◆ **Your goal**
Lines in the listing below may contain the string "woman". Say how many do, giving only the number.

++++++++++++++++++++

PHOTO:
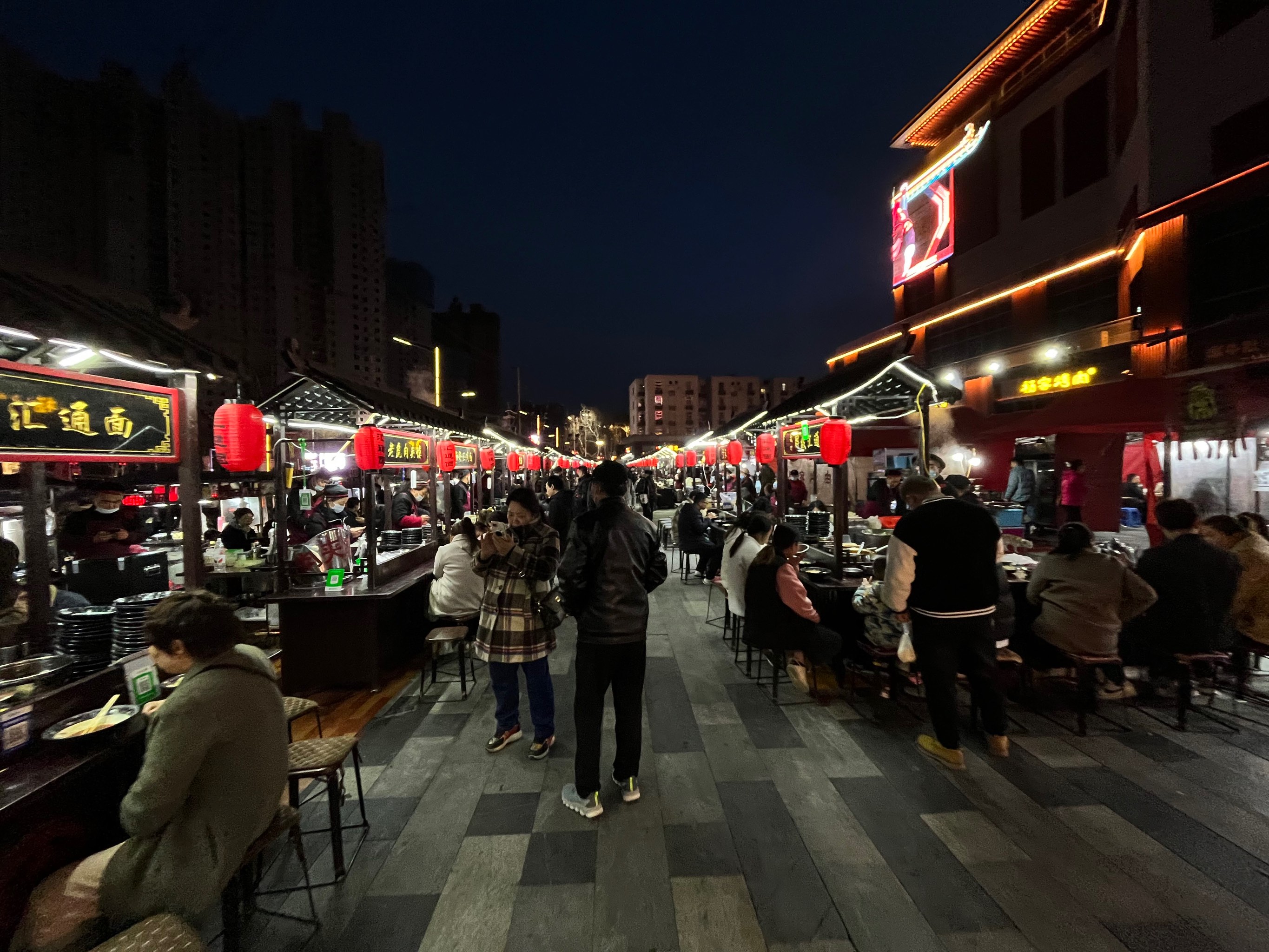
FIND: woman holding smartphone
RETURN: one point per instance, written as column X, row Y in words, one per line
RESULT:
column 518, row 563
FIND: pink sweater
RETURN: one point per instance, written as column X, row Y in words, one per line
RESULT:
column 793, row 592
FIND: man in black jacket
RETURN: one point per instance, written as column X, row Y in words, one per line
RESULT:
column 408, row 502
column 613, row 562
column 559, row 508
column 941, row 574
column 698, row 535
column 1196, row 583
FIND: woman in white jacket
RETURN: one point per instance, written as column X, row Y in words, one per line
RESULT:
column 456, row 588
column 753, row 531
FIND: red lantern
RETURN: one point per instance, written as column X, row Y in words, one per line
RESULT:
column 239, row 435
column 764, row 450
column 835, row 442
column 369, row 449
column 447, row 457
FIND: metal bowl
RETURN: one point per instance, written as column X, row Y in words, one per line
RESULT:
column 115, row 724
column 36, row 669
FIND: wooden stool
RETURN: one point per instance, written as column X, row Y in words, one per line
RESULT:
column 296, row 707
column 159, row 933
column 1087, row 686
column 452, row 635
column 1186, row 681
column 244, row 886
column 716, row 586
column 323, row 758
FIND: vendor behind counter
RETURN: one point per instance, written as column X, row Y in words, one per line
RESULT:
column 106, row 531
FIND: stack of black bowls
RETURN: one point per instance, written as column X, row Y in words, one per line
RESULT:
column 818, row 525
column 86, row 638
column 130, row 620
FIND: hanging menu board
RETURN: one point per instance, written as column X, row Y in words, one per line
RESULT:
column 801, row 441
column 58, row 416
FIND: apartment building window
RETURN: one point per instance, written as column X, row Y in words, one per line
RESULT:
column 1228, row 14
column 1085, row 129
column 1037, row 164
column 1242, row 140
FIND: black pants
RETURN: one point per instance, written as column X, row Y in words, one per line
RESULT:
column 599, row 667
column 943, row 648
column 710, row 562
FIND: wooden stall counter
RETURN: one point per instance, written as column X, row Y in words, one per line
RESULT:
column 350, row 639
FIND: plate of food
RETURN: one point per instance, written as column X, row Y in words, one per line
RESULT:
column 92, row 724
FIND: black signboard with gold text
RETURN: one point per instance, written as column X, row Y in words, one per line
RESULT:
column 801, row 441
column 56, row 416
column 406, row 450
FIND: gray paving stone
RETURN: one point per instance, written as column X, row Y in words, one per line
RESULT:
column 560, row 859
column 701, row 850
column 503, row 814
column 788, row 895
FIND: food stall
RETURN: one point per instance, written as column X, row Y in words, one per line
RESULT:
column 348, row 605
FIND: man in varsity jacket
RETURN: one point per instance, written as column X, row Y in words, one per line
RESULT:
column 941, row 574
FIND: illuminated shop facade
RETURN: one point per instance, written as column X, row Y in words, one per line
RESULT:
column 1079, row 248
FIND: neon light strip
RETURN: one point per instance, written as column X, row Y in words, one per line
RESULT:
column 958, row 88
column 867, row 347
column 991, row 299
column 964, row 150
column 1202, row 191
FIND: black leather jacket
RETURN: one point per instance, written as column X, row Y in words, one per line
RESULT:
column 615, row 559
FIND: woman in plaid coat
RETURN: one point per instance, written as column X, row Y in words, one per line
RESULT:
column 518, row 570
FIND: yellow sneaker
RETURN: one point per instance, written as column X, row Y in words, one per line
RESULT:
column 952, row 760
column 998, row 746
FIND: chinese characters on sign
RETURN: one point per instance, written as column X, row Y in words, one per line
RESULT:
column 801, row 441
column 1059, row 381
column 56, row 414
column 406, row 450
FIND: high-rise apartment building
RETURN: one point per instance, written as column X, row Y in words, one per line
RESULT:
column 731, row 397
column 261, row 234
column 668, row 405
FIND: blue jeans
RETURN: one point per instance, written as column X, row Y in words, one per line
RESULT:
column 505, row 680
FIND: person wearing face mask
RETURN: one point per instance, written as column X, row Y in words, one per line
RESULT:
column 108, row 530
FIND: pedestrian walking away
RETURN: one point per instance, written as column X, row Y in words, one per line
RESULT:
column 941, row 574
column 518, row 562
column 613, row 562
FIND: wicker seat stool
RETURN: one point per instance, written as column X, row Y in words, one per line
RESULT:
column 159, row 933
column 296, row 707
column 323, row 758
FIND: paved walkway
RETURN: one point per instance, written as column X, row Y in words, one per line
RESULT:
column 793, row 829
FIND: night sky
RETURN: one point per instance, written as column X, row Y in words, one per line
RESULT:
column 636, row 188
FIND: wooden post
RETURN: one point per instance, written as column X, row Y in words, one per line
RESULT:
column 191, row 478
column 371, row 529
column 35, row 502
column 839, row 515
column 281, row 515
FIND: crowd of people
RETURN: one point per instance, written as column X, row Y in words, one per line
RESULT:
column 938, row 593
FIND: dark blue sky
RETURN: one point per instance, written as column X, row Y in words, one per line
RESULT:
column 636, row 188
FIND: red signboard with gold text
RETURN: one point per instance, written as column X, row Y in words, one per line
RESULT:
column 59, row 416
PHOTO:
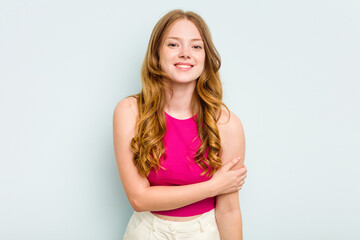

++++++++++++++++++++

◆ **Answer to this exercise**
3